Excerpted records →
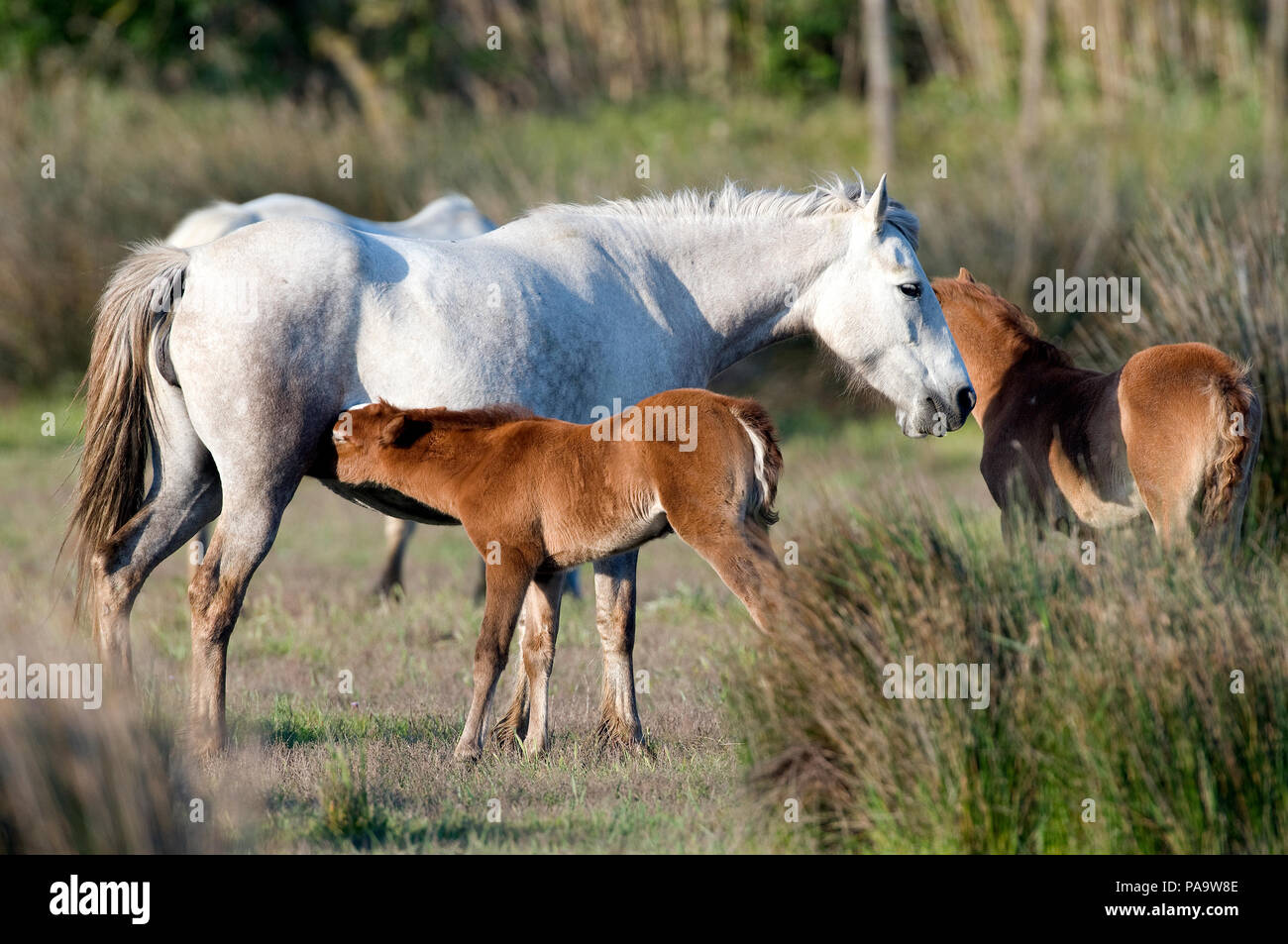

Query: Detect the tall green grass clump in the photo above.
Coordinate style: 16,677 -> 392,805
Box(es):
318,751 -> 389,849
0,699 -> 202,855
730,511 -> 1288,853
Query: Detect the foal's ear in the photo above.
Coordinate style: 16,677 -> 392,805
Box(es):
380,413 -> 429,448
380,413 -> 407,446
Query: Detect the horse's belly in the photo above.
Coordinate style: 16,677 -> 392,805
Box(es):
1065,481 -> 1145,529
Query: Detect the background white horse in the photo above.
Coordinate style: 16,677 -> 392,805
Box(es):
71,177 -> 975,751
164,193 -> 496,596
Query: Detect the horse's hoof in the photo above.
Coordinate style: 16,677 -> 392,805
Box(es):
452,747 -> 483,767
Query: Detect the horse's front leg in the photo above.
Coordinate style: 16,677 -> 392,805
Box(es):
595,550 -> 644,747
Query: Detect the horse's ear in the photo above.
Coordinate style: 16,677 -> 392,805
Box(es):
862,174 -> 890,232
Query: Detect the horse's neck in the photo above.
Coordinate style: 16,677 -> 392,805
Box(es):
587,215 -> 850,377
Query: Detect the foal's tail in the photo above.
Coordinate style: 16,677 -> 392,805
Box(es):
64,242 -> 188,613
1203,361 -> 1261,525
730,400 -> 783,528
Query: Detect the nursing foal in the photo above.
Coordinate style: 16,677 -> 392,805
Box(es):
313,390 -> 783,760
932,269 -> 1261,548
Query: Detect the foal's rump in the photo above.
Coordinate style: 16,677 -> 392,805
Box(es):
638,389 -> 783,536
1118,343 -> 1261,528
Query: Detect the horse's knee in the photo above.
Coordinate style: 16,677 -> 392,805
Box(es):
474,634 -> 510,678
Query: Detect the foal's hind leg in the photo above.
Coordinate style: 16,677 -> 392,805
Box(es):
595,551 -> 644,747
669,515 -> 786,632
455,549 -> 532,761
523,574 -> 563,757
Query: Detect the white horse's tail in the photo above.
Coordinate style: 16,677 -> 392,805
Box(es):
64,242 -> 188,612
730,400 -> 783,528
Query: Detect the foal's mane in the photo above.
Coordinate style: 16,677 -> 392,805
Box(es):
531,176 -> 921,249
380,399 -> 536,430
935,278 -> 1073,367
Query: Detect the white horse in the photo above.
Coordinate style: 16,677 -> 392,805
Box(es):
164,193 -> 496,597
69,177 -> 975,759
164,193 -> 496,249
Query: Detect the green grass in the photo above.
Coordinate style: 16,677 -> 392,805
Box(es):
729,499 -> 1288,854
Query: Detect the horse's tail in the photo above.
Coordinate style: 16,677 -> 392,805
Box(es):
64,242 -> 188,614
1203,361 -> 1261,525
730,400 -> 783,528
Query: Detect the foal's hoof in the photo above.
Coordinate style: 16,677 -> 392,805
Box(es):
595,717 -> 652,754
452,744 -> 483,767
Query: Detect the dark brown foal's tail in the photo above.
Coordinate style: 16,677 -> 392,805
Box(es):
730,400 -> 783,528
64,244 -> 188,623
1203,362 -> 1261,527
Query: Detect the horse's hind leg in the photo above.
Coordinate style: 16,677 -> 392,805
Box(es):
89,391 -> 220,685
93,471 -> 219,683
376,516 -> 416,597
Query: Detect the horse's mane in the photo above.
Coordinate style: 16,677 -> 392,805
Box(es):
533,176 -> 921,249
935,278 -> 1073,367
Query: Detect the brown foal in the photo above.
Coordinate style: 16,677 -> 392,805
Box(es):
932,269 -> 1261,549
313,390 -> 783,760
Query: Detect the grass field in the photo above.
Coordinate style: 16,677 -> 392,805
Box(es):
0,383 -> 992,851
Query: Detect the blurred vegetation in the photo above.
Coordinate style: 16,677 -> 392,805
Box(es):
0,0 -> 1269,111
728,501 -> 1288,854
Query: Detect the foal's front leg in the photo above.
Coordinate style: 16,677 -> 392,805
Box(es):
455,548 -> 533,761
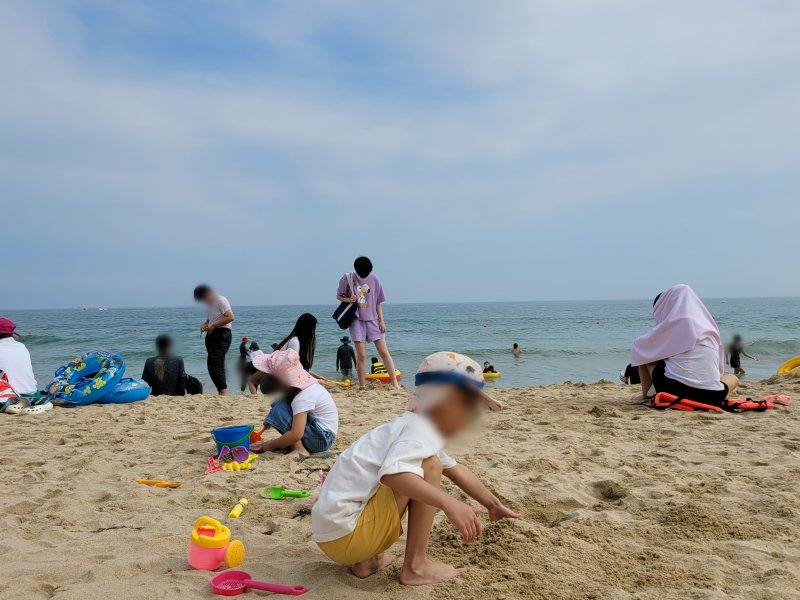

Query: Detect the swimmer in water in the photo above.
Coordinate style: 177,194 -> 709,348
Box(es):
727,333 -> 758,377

Short task → Reproduce all of the records above verbatim, omitting the pictures from your answer.

Answer to the exercise →
Query: Detect the tall green grass clump in the photo above.
Coordinate style: 16,677 -> 392,805
Box(es):
318,751 -> 389,849
0,699 -> 202,855
730,511 -> 1288,853
Query: Detect the foal's ear in the photo above.
Coordinate style: 16,677 -> 392,805
Box(es):
380,413 -> 429,448
380,413 -> 407,446
Query: Detect the horse's belly in the photo above.
Coordinate style: 16,677 -> 392,805
Box(es):
1065,481 -> 1145,529
Query: Detect the background white horse in the photo above.
Coordinate style: 16,677 -> 392,805
Box(es):
71,177 -> 975,751
164,193 -> 496,596
Query: Detect the horse's hoof in the photo above.
Coordinate style: 16,677 -> 392,805
Box(es):
452,747 -> 483,767
Query: Detect the horse's front leg in the photo above.
Coordinate style: 16,677 -> 392,805
Box(es):
595,550 -> 644,747
Query: Detect the horse's ear in the photo above.
Coordinate style: 16,677 -> 392,805
Box(es):
862,174 -> 890,232
Query: Detect the horse's neck in the photo above.
Coordinate style: 16,677 -> 392,805
Box(es):
587,215 -> 850,377
Query: Detect the foal's tail in the photo above.
Coordinate style: 16,677 -> 392,805
Box(es):
64,242 -> 188,613
1203,361 -> 1261,525
730,400 -> 783,528
Query: Detect the nursing foal in the photo above.
Coordinate style: 16,677 -> 392,805
Box(es):
313,390 -> 783,760
932,269 -> 1261,548
Query: Detect the foal's rump in the photo above.
Coordinate style: 16,677 -> 392,805
Box(es):
638,389 -> 783,536
1118,343 -> 1261,528
Query: Detect the horse's knee in the photo above.
Coordinate style: 16,677 -> 392,805
Box(es):
474,634 -> 510,678
Query: Detect the foal's hind leg in the photo above.
Coordinate style: 16,677 -> 392,805
Box(es):
595,551 -> 644,747
669,515 -> 786,632
455,549 -> 532,761
523,574 -> 563,757
Query: Detect the white horse's tail in the photo above.
Coordinate style: 16,677 -> 392,805
Box(es):
64,242 -> 188,612
730,400 -> 783,528
Query: Detect the foal's mane in the photo above.
Coordinate style: 16,677 -> 392,805
Box(es):
531,176 -> 921,249
380,399 -> 536,430
935,278 -> 1073,367
Query: Detect the white horse in the photo above.
Coordinate style: 16,677 -> 392,805
Box(es):
164,193 -> 496,597
69,177 -> 975,759
164,193 -> 496,249
Query: Detect the green grass in the photo above.
Coordinate style: 16,677 -> 392,805
Box(es):
729,499 -> 1288,854
Query: Detect the horse's tail in the photo above.
Coordinate style: 16,677 -> 392,805
Box(es):
64,242 -> 188,614
1203,361 -> 1261,525
730,400 -> 783,528
Query: Detect the foal's hoof in the photo above.
Coordinate style: 16,677 -> 392,805
Box(es):
595,717 -> 652,754
452,744 -> 483,767
Query: Detect the dark brown foal's tail in the photo above.
Coordinate style: 16,677 -> 392,805
Box(es):
730,400 -> 783,528
64,244 -> 188,623
1203,362 -> 1261,527
Query: Detect the horse's hind leg in the photo above.
Coordinate style: 16,677 -> 392,805
Box(es):
89,391 -> 220,685
93,471 -> 219,683
376,516 -> 416,597
Query: Detect the horse's mane in the photo above.
Coordinate style: 16,677 -> 392,805
Box(es):
533,176 -> 921,249
935,278 -> 1073,367
Query: Detect the brown foal in the photo above.
Coordinate style: 16,677 -> 392,805
Box(es):
932,269 -> 1261,549
313,390 -> 783,760
Query: Detect the grass field in the photo above.
Coordinate style: 16,677 -> 392,805
Box(es):
0,383 -> 992,851
Query: Detect the blurred vegetation in the photo above.
Coordinate style: 16,677 -> 392,805
Box(es):
0,0 -> 1269,111
728,501 -> 1288,854
Query: Detect the foal's front leg in the photo above.
Coordinate style: 16,677 -> 392,805
Box(es):
455,548 -> 533,761

Query: Detect the swimmer in water in the photo above.
Coordinate style: 177,194 -> 709,348
Box(es):
727,333 -> 758,377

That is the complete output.